→ **Work to be completed**
The answer is the number of lines in the data that contain the word "grass"; give it alone.

[Stored items]
_ _ _ _ _ _ _

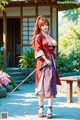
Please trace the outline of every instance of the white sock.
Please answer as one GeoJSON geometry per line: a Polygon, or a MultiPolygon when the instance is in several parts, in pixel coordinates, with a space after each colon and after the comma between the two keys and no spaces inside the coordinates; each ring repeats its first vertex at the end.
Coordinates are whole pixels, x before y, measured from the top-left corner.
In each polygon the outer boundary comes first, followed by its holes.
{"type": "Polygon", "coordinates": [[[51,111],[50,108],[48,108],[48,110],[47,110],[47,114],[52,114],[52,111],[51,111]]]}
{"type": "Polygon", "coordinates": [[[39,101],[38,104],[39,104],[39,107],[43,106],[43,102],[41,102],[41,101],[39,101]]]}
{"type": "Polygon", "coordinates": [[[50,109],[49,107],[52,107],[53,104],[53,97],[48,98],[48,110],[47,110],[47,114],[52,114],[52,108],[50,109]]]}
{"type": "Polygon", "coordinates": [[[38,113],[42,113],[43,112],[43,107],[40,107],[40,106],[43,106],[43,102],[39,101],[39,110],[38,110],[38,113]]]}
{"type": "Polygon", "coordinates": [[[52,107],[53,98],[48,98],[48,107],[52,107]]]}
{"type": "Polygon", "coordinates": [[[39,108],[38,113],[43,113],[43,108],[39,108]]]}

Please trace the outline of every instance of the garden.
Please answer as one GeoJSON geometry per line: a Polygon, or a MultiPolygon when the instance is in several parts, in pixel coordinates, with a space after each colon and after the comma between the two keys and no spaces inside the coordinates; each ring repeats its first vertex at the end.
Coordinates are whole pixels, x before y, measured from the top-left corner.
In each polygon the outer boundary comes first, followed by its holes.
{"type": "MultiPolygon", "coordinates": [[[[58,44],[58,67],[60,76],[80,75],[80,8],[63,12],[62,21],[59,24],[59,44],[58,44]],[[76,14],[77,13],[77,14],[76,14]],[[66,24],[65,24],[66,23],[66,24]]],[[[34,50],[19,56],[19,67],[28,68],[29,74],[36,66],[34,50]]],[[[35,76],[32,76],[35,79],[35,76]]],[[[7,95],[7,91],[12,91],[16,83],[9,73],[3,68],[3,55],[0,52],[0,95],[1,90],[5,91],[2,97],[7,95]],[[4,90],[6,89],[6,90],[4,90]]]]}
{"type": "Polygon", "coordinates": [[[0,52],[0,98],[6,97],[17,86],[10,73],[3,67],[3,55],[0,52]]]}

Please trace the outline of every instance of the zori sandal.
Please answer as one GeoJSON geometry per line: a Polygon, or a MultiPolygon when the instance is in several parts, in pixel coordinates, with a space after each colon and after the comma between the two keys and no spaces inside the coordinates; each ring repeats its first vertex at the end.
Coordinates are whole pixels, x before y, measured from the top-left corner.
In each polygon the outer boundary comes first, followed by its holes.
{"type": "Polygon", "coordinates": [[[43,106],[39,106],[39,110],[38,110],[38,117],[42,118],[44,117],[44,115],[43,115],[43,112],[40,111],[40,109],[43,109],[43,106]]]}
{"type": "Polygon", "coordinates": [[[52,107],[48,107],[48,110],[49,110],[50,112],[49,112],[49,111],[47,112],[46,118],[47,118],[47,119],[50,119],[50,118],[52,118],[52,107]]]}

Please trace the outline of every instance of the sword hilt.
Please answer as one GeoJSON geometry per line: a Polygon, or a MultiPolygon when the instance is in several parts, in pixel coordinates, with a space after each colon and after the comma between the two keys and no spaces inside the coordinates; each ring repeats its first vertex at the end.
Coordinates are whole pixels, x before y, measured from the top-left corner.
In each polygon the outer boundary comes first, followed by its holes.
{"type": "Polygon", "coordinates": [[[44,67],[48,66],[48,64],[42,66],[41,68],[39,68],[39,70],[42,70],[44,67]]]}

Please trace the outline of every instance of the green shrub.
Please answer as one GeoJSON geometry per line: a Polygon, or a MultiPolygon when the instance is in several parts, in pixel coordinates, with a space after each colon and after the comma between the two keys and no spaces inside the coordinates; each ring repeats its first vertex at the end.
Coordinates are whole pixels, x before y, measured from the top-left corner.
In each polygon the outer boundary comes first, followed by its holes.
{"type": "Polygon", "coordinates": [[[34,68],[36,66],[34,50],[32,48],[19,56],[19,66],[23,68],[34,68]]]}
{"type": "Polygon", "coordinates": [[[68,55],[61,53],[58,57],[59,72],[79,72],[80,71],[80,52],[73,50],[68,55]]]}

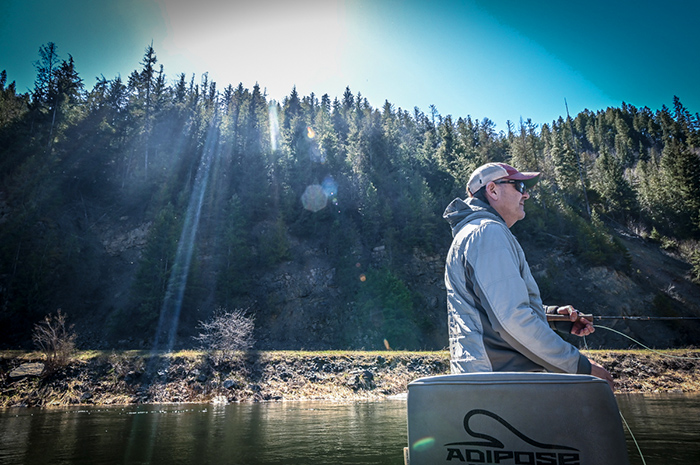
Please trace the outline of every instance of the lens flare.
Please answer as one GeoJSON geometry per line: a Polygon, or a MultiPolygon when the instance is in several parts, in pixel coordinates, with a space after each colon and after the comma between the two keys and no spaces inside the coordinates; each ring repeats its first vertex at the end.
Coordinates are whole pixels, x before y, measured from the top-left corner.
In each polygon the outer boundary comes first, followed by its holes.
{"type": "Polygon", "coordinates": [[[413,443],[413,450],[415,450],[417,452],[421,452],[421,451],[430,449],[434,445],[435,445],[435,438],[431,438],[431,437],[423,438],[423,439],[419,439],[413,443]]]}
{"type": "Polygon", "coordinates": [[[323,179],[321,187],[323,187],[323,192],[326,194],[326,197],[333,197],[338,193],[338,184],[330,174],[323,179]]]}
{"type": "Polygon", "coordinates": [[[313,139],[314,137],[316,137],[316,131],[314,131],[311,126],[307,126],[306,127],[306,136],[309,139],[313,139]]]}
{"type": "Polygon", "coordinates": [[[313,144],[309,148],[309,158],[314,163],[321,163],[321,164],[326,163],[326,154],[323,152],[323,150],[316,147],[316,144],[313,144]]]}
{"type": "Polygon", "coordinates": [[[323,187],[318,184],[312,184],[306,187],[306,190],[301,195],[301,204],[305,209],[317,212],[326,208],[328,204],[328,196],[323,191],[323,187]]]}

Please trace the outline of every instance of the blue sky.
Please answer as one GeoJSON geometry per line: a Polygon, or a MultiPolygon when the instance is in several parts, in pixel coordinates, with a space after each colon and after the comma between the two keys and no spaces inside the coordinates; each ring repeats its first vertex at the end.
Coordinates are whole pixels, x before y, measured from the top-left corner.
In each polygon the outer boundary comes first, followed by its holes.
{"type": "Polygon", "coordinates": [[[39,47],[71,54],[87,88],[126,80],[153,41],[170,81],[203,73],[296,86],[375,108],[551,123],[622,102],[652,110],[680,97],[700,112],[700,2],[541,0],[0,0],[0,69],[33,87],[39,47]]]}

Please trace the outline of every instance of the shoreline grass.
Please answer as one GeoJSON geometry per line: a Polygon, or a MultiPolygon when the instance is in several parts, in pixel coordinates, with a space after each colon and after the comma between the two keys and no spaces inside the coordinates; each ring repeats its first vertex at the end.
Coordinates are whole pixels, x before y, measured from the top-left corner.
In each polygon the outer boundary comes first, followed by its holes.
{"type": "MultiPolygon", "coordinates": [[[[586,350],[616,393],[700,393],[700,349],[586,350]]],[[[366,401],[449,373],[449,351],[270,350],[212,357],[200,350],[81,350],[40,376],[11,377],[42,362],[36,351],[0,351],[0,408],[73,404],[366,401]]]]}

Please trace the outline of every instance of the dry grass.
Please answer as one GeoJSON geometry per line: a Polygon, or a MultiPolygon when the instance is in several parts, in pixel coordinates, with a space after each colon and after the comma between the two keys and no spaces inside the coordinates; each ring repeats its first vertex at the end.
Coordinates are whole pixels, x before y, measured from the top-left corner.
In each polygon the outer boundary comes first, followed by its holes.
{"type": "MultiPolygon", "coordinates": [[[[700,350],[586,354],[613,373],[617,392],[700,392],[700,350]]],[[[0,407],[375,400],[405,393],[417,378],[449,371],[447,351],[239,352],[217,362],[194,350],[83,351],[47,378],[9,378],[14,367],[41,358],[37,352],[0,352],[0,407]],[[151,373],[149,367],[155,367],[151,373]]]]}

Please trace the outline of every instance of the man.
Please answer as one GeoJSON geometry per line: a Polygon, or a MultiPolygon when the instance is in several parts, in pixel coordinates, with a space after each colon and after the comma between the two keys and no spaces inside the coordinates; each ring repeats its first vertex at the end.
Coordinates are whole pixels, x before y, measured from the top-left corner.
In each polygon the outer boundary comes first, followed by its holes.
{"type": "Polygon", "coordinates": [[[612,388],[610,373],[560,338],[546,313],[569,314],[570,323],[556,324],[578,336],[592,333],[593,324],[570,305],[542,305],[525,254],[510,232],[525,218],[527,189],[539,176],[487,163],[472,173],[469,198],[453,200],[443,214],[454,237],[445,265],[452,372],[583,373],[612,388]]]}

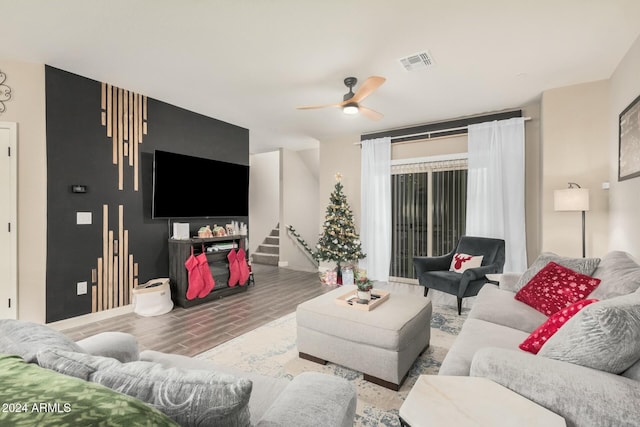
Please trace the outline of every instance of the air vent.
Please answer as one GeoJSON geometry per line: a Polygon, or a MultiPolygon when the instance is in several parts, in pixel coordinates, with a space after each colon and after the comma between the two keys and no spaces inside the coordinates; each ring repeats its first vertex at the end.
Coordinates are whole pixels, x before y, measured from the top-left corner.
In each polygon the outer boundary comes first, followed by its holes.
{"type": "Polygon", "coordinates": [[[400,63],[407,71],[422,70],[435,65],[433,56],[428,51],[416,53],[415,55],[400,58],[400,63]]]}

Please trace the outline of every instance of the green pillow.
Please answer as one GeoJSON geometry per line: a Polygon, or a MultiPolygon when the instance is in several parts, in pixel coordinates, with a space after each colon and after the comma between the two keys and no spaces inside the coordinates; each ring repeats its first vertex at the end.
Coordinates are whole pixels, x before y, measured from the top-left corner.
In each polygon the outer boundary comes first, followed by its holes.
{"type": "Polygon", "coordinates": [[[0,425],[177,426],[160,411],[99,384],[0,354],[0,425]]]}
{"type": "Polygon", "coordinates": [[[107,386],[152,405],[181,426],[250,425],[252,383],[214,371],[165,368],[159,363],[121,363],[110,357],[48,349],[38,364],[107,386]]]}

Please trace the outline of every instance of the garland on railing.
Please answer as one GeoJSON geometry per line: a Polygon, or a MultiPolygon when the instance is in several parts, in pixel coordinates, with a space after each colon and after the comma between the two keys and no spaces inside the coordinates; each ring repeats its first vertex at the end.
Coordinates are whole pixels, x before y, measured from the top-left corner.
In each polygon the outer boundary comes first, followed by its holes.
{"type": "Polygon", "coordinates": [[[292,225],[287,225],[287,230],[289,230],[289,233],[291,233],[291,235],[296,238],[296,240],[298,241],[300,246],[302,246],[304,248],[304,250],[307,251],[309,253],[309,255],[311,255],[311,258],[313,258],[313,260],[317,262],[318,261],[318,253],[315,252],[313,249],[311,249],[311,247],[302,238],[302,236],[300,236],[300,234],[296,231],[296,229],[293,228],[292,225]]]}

_ _ _ _ _ _ _

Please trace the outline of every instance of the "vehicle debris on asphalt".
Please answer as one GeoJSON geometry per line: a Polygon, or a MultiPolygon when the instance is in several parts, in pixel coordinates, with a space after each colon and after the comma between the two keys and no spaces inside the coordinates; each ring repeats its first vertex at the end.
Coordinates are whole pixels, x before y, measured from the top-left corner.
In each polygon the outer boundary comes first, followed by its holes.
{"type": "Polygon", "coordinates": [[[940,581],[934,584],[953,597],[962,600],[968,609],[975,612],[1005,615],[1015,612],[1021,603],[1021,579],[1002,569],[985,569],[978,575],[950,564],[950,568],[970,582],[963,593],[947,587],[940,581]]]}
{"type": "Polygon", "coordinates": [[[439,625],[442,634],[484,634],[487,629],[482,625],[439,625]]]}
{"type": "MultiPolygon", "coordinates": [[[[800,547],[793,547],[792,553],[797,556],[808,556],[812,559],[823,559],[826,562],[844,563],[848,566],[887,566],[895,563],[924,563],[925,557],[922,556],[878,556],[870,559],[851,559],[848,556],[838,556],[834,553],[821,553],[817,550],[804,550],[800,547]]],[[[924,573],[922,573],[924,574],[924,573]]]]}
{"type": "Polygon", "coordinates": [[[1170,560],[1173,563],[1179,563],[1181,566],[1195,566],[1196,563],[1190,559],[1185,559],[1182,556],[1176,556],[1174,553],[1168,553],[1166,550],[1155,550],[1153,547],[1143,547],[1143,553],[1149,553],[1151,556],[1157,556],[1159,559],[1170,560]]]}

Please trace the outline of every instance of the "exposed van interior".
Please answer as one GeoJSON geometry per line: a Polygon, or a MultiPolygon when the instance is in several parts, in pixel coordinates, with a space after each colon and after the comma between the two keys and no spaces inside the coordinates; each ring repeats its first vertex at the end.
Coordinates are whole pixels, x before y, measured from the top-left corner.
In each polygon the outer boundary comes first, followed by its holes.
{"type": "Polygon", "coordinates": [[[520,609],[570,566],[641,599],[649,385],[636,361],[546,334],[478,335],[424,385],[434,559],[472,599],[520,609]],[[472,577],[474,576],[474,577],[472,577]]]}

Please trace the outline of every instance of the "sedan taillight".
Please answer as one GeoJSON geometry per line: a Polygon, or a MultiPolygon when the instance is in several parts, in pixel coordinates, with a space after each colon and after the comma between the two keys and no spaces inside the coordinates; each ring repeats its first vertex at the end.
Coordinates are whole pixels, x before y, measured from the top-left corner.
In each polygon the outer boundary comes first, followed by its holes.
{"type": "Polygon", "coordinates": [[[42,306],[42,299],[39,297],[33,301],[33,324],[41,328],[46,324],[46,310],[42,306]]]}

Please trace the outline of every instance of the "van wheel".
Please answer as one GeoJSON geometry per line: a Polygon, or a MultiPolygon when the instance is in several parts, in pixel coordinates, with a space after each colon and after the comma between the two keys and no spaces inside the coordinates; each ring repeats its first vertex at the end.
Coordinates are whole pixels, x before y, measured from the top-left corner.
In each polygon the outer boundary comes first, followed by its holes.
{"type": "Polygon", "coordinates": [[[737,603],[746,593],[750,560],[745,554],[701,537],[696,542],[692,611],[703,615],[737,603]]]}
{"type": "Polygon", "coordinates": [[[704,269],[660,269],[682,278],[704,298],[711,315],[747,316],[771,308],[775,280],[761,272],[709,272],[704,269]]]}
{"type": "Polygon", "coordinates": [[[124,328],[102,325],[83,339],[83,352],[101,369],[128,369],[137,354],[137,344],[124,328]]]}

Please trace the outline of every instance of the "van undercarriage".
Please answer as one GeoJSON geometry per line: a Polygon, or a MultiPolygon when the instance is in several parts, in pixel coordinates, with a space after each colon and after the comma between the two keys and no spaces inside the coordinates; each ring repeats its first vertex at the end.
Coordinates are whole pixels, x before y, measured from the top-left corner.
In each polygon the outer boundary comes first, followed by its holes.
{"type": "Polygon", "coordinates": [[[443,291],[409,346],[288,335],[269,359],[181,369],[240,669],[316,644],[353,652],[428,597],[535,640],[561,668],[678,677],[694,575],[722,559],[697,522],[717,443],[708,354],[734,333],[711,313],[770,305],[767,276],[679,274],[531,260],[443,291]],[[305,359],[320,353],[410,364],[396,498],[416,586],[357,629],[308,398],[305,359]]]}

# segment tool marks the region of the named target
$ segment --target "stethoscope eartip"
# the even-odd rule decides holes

_ _ _ _ _ _ _

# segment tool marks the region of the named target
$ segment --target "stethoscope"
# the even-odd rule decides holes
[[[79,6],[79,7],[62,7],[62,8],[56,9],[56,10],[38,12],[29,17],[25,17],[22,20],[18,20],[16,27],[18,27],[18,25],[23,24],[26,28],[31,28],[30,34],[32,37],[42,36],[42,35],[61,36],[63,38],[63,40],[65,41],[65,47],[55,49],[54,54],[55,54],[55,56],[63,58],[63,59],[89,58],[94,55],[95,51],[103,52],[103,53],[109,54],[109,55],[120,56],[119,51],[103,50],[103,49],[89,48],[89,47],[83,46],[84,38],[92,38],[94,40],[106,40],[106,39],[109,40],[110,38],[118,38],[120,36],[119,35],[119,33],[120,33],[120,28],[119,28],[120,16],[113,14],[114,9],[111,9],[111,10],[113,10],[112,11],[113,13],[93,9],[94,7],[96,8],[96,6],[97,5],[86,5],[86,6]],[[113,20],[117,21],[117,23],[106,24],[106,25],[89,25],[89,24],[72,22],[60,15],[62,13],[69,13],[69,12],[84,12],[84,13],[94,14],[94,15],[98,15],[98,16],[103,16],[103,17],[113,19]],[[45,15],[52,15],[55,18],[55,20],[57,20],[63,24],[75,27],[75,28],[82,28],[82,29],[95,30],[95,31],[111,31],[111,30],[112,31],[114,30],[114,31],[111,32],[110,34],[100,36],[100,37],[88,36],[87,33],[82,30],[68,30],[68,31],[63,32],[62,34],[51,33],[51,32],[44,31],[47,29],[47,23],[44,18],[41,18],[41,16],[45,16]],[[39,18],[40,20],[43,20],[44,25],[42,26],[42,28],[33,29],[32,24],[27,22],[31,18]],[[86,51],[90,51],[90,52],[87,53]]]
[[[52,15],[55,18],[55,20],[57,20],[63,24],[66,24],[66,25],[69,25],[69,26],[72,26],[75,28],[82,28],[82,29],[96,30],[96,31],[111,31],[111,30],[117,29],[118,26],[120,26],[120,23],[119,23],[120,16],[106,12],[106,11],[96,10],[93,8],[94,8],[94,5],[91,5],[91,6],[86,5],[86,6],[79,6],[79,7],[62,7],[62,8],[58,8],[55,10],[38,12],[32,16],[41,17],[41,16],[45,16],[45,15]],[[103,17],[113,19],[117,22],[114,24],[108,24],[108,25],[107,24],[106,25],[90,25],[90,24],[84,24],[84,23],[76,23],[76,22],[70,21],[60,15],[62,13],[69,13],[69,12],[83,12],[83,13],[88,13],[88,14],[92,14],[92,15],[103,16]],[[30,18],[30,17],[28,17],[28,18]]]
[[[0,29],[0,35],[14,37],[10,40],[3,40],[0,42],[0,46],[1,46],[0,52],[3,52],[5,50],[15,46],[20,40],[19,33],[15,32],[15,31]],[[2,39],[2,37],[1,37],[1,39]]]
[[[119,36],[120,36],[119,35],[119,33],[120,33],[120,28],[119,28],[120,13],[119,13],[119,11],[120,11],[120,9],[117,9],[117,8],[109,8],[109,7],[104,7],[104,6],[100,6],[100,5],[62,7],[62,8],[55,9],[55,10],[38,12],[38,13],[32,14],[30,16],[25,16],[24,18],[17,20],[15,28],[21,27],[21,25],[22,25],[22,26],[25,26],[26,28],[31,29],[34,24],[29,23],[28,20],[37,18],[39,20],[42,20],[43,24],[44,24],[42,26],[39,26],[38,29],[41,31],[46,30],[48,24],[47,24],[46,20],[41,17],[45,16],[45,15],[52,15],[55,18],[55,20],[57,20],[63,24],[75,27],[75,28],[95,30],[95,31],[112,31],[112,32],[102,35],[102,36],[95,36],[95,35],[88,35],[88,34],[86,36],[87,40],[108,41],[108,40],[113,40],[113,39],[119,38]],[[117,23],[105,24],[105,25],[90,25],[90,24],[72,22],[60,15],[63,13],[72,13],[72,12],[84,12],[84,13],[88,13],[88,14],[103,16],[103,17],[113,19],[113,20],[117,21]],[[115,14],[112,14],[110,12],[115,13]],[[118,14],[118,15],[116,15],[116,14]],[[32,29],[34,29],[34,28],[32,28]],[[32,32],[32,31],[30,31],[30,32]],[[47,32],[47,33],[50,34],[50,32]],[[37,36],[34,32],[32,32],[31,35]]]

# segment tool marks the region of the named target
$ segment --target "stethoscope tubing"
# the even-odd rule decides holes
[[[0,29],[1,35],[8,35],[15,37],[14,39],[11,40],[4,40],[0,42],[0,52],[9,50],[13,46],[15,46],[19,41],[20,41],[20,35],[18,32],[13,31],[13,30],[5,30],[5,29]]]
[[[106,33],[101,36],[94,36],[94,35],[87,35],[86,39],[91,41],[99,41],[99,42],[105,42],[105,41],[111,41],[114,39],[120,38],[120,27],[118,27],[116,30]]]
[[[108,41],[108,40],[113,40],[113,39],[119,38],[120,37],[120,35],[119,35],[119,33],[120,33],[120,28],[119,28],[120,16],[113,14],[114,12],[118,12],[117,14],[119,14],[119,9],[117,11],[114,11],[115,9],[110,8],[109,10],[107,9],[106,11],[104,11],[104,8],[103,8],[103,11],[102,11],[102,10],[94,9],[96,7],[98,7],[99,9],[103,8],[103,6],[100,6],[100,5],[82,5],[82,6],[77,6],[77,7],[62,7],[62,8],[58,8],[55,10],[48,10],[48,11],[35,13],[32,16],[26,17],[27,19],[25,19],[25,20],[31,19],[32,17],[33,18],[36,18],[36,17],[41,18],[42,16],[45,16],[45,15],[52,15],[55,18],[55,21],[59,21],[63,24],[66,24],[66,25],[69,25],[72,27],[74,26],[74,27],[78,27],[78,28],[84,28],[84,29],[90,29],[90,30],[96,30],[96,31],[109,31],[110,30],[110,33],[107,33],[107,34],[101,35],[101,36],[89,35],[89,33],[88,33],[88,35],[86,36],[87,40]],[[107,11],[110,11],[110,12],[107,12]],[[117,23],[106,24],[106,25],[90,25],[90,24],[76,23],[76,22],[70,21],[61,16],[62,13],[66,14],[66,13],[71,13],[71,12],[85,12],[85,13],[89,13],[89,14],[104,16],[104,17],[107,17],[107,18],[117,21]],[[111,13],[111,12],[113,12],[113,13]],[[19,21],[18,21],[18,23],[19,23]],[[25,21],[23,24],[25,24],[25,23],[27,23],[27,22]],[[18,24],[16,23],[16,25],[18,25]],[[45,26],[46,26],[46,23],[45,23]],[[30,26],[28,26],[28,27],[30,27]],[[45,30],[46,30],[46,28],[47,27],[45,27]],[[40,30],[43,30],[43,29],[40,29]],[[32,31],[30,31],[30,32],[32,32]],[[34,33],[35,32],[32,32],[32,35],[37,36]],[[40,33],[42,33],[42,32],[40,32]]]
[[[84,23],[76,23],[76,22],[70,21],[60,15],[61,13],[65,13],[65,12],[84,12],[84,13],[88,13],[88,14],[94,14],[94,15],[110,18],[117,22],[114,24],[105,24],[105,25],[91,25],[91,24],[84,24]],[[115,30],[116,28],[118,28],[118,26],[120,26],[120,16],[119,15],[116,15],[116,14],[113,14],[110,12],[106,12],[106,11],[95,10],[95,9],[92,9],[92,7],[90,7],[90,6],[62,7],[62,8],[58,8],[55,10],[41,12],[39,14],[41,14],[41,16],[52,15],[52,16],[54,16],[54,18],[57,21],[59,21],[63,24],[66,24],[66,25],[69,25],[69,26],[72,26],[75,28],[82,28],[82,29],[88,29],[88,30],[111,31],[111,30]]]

_ _ _ _ _ _ _

→ **Final answer**
2